* **What you need to do**
When a line of the records contains "yellow", copy it.

(Dataset entries)
==============================

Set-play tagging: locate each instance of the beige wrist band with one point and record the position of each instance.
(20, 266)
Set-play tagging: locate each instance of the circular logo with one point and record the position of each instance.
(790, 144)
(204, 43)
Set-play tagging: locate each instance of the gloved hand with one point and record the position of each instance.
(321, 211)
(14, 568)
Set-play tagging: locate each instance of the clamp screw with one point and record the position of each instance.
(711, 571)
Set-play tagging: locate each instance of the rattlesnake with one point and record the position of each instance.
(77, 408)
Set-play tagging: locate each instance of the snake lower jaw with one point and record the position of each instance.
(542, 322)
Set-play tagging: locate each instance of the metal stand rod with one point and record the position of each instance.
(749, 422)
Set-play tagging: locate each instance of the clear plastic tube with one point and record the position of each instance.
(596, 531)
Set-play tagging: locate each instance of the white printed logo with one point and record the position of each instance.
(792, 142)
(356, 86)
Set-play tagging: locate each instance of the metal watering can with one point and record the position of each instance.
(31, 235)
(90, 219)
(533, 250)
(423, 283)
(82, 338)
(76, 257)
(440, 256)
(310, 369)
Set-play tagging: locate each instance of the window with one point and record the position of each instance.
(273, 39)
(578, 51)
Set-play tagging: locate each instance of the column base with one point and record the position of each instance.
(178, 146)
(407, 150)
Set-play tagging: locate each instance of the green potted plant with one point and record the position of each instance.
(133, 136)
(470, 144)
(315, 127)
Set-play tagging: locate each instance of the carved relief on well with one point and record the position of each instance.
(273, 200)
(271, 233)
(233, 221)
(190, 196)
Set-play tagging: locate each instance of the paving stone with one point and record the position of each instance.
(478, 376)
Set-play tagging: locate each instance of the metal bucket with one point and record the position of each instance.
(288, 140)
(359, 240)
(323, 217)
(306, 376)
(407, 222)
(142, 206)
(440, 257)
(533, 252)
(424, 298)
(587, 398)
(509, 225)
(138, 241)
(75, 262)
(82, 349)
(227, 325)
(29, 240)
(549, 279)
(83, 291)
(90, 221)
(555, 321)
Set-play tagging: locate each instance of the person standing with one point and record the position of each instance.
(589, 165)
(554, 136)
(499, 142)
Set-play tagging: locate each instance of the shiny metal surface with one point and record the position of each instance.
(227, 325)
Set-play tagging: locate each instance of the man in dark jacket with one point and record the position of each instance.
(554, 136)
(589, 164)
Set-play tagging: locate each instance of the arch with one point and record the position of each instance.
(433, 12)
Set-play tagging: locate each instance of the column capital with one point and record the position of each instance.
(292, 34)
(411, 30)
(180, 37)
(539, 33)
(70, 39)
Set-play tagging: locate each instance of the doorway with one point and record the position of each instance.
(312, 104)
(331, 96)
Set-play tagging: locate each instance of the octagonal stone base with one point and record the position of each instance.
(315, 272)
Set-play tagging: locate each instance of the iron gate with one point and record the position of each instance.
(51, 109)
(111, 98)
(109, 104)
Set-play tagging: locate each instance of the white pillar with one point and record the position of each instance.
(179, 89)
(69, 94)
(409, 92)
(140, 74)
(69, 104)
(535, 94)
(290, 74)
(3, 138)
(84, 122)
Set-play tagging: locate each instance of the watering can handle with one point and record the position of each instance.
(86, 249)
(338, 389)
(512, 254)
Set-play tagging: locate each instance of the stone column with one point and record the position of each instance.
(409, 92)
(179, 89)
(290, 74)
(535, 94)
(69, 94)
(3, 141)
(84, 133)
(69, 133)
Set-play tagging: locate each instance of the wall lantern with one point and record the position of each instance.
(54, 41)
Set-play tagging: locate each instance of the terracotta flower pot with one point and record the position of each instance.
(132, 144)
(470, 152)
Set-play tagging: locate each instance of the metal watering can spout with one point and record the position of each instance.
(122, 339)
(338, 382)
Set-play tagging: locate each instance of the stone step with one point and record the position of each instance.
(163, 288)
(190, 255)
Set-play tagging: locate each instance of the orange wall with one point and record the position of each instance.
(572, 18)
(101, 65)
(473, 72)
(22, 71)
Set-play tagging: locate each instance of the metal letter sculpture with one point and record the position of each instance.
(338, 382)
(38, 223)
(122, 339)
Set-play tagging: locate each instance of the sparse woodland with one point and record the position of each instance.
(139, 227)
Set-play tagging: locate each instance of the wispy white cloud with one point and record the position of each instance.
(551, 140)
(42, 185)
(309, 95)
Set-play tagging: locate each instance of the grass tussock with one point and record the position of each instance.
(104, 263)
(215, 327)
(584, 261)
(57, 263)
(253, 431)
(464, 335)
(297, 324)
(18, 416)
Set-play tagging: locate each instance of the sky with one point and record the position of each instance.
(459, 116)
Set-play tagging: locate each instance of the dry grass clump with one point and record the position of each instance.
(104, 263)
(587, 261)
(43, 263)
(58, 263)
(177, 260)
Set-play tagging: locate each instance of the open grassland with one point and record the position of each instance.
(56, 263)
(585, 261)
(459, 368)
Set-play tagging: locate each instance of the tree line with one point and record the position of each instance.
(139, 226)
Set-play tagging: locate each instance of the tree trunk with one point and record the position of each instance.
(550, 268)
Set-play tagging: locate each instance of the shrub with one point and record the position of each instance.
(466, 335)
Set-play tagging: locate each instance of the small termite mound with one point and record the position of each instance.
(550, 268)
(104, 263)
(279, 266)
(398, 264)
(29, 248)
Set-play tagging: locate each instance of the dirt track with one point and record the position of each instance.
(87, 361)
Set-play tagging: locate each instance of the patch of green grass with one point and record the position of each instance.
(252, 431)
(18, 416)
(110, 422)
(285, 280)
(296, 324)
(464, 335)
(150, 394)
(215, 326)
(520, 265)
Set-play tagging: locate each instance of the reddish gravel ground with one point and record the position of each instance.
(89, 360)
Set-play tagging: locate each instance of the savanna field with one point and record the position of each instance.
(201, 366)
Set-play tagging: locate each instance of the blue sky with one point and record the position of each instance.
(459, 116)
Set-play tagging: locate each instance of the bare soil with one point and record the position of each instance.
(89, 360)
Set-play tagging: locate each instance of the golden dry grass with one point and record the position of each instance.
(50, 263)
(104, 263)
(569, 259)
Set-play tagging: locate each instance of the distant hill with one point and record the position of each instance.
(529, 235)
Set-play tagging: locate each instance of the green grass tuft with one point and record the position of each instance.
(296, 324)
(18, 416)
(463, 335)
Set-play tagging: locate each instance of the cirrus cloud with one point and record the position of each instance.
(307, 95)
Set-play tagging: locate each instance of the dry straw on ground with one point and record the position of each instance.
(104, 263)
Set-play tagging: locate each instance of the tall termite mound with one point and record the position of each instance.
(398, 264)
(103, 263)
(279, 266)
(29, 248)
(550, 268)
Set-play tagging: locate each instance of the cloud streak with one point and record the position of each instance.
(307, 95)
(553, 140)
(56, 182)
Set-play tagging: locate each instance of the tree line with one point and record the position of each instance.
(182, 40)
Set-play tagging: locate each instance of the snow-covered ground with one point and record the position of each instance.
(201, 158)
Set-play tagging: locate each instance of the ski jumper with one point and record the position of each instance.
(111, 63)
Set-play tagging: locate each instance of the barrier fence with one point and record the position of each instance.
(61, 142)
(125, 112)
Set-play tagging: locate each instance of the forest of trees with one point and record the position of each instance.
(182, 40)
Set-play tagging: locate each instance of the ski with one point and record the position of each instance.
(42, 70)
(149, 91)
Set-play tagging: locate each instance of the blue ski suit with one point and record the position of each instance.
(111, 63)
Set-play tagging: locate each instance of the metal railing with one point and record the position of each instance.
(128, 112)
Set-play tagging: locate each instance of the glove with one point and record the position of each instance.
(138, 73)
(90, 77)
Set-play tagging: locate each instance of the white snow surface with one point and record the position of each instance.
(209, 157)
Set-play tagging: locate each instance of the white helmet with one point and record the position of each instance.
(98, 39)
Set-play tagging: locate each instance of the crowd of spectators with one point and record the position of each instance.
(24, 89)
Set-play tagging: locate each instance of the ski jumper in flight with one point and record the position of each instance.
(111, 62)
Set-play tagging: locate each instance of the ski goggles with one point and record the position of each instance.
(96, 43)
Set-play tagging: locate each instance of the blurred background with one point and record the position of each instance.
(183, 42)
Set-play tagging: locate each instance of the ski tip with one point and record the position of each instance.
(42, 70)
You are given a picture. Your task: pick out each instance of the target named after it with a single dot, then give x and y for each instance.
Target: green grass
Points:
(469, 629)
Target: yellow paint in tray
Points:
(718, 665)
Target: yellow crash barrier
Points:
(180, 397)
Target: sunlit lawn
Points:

==============================

* **Output for this task**
Target: yellow paint in tray
Target: yellow crash barrier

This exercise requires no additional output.